┌─ Passage to read

Proceedings of the XLV Italian Society of Agricultural Genetics - SIGA Annual Congress

Salsomaggiore Terme, Italy - 26/29 September, 2001

ISBN 88-900622-1-5

 

 

 

ESTIMATE OF MUTATION RATE OF MICROSATELLITES IN NORWAY SPRUCE: A SIMULATION APPROACH

 

MAGNI F.*, SCOTTI I.*, MORGANTE M.*^,**

 

* Dipartimento di Produzione Vegetale e Tecnologie Agrarie, Università degli Studi di Udine, Udine, Italy

federica.magni@dpvta.uniud.it; ivan.scotti@dpvta.uniud.it

** DuPont Agricultural Biotechnology, Delaware Technology Park-USA

Morgante@USA.dupont.com

 

 

Picea abies K., microsatellites, population genetics, mutation rates

 

The analyses presented here provide an approach for estimating mutation rates at microsatellite loci.

 

Numerous population genetic studies addressed the question of estimating effective population size (N) and mutation rate (n) at genetic loci, two basic parameters for understanding the genetic structure and the evolutionary dynamics of a population. For species with large generation time and overlapping generations, as Norway spruce (Picea abies L. (K.), measuring these indexes directly is problematic.

└─
┌─ Extracted data

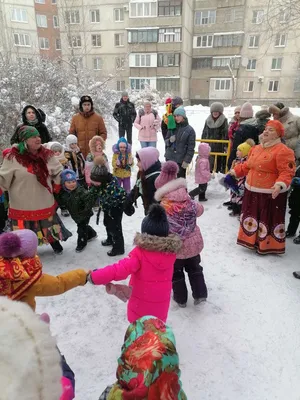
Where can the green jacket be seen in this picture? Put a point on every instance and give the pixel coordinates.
(78, 202)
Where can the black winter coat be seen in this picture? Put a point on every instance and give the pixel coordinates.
(145, 187)
(248, 129)
(184, 146)
(78, 202)
(40, 126)
(124, 113)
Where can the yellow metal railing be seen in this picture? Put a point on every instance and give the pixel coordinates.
(217, 154)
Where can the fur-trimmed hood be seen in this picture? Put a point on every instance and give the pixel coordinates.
(169, 244)
(170, 187)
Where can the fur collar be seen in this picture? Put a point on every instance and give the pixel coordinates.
(169, 244)
(170, 187)
(212, 123)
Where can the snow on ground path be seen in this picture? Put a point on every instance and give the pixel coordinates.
(242, 344)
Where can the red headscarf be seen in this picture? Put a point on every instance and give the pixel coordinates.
(277, 125)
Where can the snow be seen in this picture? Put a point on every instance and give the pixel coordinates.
(244, 343)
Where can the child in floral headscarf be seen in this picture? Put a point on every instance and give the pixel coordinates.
(148, 367)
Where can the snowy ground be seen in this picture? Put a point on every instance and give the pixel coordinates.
(243, 344)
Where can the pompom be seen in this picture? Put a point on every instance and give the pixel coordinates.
(100, 160)
(170, 168)
(10, 245)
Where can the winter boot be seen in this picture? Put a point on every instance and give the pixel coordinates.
(57, 247)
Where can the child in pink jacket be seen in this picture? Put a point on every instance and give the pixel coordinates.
(150, 265)
(182, 213)
(202, 172)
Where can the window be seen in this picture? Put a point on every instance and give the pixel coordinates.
(21, 39)
(57, 44)
(224, 62)
(119, 15)
(143, 36)
(297, 85)
(41, 21)
(276, 63)
(203, 41)
(168, 85)
(145, 9)
(168, 60)
(280, 40)
(200, 63)
(55, 21)
(94, 16)
(222, 84)
(139, 83)
(234, 15)
(19, 15)
(248, 86)
(119, 39)
(251, 66)
(96, 40)
(273, 86)
(44, 43)
(75, 41)
(97, 63)
(205, 17)
(257, 17)
(253, 41)
(169, 35)
(228, 40)
(169, 8)
(72, 17)
(120, 62)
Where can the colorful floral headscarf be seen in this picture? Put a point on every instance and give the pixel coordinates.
(148, 367)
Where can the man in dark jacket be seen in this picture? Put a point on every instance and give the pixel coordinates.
(176, 102)
(125, 114)
(180, 143)
(33, 117)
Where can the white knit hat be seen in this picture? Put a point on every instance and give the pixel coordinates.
(29, 360)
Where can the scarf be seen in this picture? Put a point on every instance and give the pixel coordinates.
(148, 367)
(18, 275)
(35, 163)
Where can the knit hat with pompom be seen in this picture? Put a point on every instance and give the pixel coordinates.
(169, 171)
(22, 243)
(156, 222)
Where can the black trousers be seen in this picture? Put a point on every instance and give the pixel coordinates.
(294, 222)
(84, 232)
(113, 224)
(200, 191)
(195, 273)
(128, 131)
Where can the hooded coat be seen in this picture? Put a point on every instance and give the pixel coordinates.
(150, 265)
(38, 124)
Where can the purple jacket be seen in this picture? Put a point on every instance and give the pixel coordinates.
(182, 213)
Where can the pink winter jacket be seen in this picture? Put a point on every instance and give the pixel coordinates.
(202, 170)
(182, 213)
(148, 126)
(150, 265)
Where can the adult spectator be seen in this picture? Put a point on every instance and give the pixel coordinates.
(216, 128)
(248, 129)
(291, 125)
(180, 143)
(87, 124)
(31, 173)
(33, 117)
(167, 123)
(269, 170)
(147, 122)
(125, 114)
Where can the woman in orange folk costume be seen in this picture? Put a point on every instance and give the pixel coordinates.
(270, 168)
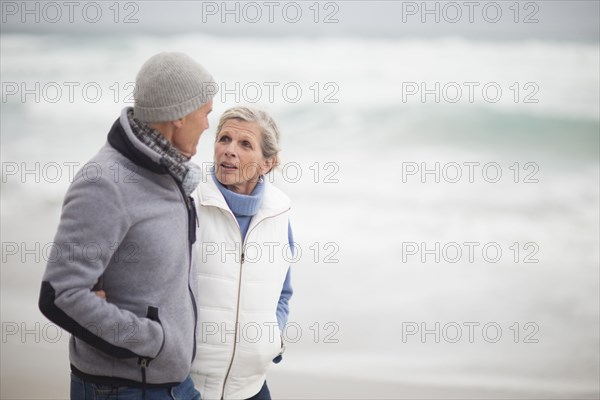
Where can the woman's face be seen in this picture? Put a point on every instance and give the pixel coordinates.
(239, 161)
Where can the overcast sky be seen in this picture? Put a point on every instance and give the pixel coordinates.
(503, 19)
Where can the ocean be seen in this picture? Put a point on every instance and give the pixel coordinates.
(445, 199)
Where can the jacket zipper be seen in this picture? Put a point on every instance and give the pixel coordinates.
(237, 311)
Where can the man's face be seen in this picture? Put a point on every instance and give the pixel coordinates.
(186, 136)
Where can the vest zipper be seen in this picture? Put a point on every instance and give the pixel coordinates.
(237, 311)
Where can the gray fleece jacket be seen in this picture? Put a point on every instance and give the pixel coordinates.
(126, 227)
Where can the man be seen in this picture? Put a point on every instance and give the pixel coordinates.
(126, 230)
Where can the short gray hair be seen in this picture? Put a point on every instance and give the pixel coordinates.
(269, 131)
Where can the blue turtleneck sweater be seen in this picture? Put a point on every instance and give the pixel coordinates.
(244, 207)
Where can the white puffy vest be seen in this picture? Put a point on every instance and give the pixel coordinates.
(239, 284)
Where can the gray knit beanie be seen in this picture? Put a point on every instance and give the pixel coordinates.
(170, 86)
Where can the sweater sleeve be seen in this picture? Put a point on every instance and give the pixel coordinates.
(93, 223)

└─

** Exercise details **
Copy verbatim the portion of the Norway spruce abstract that begins at "Picea abies K., microsatellites, population" and ends after "at microsatellite loci.". Use only the text as the basis for each answer.

** Final answer **
Picea abies K., microsatellites, population genetics, mutation rates

 

The analyses presented here provide an approach for estimating mutation rates at microsatellite loci.